To be done:
Answer these questions about the text on the term "Londonistan":
1. What does the suffix -stan mean?
2. Which 2006 book used the term?
3. According to Omar Nasiri, who gave London the title?

Text section:
━━━━

"Londonistan"  is an Islamophobic sobriquet referring to the British capital of London and the growing Muslim population of late-20th- and early-21st-century London.

The word is a portmanteau of the UK's capital and the Persian suffix -stan, meaning "land" used by several countries in South and Central Asia. The term has been used in a number of publications, including The New York Times, Vanity Fair, The Weekly Standard, and in the 2006 book Londonistan: How Britain is Creating a Terror State Within.

Origin of the term

According to Omar Nasiri:

The mid- to late 1990s were the years when Britain's capital earned the sobriquet of "Londonistan," a title provided by French officials infuriated at the growing presence of Islamist radicals in London and the failure of British authorities to do anything about it. [...] Raids in France and Belgium had produced phone and fax numbers linked to the United Kingdom, and names of suspects were passed on. Some French officials believe that if more had been done by Britain at the time, the network behind the summer of 1995 bombings might have been broken up and the attacks prevented.

━━━━

Raw data:
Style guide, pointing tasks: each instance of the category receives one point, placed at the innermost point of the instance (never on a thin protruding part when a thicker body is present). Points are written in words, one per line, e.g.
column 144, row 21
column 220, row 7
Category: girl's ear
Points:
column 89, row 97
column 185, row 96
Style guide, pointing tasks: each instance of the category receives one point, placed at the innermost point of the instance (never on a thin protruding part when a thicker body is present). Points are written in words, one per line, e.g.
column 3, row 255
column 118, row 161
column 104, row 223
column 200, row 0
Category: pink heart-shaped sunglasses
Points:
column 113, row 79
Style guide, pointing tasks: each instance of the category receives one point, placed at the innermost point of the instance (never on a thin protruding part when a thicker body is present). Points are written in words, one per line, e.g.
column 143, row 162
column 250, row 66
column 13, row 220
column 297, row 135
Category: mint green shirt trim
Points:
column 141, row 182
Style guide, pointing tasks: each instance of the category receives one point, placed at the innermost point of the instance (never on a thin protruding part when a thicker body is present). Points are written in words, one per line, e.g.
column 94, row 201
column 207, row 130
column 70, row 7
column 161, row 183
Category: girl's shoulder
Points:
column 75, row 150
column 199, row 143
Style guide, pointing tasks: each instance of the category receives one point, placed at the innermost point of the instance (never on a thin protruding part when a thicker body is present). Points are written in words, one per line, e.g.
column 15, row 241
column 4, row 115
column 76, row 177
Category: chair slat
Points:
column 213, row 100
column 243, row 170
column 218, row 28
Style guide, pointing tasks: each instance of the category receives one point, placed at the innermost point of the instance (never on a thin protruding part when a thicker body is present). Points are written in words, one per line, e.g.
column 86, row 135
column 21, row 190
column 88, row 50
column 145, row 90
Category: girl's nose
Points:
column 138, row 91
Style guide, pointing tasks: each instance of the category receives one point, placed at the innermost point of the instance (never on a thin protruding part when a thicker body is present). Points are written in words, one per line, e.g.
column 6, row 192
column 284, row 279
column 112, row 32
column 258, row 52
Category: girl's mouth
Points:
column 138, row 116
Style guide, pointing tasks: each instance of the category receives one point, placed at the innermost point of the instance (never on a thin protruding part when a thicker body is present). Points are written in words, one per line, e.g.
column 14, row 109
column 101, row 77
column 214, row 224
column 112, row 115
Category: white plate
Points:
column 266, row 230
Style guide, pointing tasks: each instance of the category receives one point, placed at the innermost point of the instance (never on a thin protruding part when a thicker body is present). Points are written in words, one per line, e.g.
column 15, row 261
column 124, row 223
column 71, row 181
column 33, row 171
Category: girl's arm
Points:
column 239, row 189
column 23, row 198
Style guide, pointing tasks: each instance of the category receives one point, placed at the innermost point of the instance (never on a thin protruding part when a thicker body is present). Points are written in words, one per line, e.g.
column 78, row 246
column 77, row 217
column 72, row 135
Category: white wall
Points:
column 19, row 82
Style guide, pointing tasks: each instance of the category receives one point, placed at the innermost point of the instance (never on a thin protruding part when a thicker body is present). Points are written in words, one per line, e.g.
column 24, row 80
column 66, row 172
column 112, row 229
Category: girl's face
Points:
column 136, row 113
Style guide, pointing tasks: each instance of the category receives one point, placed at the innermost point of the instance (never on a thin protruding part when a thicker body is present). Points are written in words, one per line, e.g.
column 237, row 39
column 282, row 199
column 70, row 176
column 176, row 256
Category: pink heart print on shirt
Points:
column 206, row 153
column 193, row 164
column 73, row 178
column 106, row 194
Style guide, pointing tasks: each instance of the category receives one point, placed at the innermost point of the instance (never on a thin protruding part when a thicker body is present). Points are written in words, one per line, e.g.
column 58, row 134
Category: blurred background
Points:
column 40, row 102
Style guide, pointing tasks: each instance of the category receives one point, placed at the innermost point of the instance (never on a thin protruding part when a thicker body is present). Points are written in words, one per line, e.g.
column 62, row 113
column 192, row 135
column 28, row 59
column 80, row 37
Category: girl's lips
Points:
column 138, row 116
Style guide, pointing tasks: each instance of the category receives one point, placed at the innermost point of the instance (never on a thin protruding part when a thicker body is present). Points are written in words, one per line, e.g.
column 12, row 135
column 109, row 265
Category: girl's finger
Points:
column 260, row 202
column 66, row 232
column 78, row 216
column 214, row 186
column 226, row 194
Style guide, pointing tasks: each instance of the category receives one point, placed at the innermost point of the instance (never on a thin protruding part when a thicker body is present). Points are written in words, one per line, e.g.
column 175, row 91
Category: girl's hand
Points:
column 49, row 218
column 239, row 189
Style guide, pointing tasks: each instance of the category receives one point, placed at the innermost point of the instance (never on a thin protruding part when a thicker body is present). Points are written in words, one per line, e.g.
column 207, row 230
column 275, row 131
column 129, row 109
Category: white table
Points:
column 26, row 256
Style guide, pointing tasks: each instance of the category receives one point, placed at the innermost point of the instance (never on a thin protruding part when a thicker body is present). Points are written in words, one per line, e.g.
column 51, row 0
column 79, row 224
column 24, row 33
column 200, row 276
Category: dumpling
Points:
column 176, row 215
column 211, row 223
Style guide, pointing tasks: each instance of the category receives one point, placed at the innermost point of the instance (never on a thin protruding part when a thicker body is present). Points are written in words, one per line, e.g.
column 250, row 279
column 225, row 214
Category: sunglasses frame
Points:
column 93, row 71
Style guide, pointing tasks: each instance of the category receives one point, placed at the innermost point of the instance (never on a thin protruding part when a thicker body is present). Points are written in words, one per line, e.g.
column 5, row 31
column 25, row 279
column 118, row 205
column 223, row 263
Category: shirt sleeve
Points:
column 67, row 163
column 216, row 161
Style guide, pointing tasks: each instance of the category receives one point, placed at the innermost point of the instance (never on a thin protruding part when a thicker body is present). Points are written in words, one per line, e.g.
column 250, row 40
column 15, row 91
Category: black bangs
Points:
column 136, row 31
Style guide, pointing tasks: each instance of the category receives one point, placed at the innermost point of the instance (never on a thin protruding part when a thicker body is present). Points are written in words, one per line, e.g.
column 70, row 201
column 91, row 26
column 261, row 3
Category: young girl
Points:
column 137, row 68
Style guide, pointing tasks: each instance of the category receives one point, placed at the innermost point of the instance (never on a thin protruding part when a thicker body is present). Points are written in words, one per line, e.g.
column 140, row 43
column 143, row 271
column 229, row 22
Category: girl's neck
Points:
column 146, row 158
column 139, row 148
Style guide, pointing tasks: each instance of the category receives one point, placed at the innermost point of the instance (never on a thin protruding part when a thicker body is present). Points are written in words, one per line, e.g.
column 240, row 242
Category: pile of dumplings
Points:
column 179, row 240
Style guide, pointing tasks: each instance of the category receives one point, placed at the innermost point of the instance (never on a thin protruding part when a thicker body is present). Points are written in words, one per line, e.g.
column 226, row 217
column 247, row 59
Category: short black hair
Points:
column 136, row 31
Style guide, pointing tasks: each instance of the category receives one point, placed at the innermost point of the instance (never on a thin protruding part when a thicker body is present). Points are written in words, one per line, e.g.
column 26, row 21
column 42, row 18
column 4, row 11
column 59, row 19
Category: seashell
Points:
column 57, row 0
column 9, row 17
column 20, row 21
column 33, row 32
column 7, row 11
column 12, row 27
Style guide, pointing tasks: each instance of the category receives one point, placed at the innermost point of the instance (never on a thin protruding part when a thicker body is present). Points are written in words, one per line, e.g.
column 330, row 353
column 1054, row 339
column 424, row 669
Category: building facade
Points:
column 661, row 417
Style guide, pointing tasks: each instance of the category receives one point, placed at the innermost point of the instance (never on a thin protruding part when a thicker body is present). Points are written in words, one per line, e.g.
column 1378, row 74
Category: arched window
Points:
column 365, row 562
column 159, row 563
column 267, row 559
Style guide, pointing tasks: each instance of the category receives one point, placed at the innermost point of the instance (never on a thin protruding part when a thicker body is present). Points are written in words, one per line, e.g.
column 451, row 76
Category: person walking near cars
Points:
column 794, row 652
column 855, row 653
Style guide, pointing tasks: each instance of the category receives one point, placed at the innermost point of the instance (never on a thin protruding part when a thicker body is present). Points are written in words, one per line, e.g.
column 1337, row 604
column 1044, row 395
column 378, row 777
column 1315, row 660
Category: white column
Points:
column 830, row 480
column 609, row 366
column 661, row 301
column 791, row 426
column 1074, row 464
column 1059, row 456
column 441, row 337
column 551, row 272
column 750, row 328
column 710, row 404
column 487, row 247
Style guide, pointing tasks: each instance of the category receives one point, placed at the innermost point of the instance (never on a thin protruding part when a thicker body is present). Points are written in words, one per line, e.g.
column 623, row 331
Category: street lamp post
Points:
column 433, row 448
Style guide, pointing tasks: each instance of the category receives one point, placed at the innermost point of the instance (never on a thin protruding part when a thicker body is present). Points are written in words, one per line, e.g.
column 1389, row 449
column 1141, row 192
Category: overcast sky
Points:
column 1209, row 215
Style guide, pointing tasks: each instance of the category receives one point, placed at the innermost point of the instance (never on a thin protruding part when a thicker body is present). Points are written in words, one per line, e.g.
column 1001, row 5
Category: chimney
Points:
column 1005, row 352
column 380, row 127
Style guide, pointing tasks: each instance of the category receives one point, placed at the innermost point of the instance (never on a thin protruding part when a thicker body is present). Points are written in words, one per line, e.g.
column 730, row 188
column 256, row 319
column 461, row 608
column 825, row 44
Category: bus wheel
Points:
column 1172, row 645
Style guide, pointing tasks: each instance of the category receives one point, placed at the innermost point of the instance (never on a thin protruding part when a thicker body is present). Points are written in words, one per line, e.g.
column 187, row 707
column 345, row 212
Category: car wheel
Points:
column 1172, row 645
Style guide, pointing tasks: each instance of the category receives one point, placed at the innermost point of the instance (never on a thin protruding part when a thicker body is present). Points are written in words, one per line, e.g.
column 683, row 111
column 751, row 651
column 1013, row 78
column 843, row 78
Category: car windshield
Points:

━━━━

Written answer:
1. "Land"
2. Londonistan: How Britain is Creating a Terror State Within
3. French officials